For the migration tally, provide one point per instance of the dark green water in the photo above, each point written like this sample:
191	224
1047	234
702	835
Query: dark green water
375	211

**EXERCISE AIM**
Retype every line of the items above, keeping each one the same.

**RESPONSE FOR THIS EXERCISE**
For the migration tally, provide one point per instance of the dark green water in the photo above, each point written like this sample:
191	224
1047	234
702	835
Query: dark green water
375	211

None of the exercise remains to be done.